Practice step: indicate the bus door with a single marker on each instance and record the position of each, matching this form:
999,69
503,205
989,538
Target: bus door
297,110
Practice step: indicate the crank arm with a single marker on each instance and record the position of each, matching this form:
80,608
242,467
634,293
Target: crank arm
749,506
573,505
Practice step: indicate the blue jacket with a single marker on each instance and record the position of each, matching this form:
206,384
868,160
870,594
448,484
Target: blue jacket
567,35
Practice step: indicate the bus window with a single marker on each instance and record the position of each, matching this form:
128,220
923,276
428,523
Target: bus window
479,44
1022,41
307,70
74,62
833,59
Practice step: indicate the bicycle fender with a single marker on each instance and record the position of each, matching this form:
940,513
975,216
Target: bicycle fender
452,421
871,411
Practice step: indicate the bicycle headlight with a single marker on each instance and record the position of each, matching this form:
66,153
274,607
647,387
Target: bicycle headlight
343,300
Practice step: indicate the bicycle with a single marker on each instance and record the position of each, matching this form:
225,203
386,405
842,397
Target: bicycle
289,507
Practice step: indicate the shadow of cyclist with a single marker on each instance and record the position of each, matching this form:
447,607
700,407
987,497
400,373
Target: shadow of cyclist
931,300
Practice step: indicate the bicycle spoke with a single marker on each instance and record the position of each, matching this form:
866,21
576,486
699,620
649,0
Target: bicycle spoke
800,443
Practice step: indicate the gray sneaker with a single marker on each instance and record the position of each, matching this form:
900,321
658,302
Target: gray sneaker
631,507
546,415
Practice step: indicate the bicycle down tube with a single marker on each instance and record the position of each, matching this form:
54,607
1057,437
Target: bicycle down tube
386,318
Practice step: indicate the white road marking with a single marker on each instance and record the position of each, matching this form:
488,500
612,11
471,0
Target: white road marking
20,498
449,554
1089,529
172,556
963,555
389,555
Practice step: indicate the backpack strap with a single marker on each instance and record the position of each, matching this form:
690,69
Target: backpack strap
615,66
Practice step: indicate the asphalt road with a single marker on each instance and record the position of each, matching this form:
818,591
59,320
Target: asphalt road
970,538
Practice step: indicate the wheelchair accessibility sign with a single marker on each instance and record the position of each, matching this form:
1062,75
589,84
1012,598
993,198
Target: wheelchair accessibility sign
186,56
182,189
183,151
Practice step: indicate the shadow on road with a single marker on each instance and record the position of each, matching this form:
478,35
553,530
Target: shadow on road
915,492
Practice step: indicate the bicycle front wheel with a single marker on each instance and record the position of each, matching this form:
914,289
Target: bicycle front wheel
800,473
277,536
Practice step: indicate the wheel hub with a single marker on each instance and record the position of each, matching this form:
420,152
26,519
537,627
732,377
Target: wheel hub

→ WRITTEN INSTRUCTION
With both ends included, please retype exactly the lines from the line containing "Practice step: indicate the bicycle spoke" to the final line of the data.

→ RESPONSE
Practice step: indicate the bicycle spoke with a single marker on each instance and record the position of each, matching this form:
866,21
576,486
699,620
649,0
Target: bicycle spoke
800,443
Practice step: indicate the gray sneaker with a single marker on each instance and record the position of each, matching this form:
900,321
658,302
Target: gray sneaker
631,507
546,415
Practice step: indicate the bicycle down tube with a single marker on each instance and record the position of each, matching this form:
54,607
1057,437
Target: bicycle down tube
386,318
Practice step: indicate the white road marking with a single marker on each instance and record the position of each, matching this form:
488,500
612,11
471,0
Target: white road marking
20,498
449,554
1089,529
172,556
963,555
389,555
Practice step: indicate the backpack strap with a single marker on each instance and record the position of each, matching this form:
690,69
Target: backpack strap
615,66
Practice step: indicate the asphalt road with a single marker on each instance and record the position of each, matching this form:
818,591
59,320
Target: asphalt road
970,538
Practice step: indicate the wheelchair accessibility sign with a single marker on each instance and record the position of each, matching this form:
1062,75
589,84
1012,598
993,198
Target: wheelchair accessibility sign
186,56
182,189
183,151
Practice step: indicate the shadow on road with a single marker on each instance and record the position of each, matching this form:
478,35
553,530
Target: shadow on road
915,492
Practice step: indicate the bicycle front wheel with a single marker on each instance and record the position of each, matching this form:
914,289
Target: bicycle front wheel
800,473
277,536
Practice step: indicate the wheel hub with a single marker on each instance and record the position of each, matching this form:
420,152
26,519
537,627
732,377
Target: wheel hub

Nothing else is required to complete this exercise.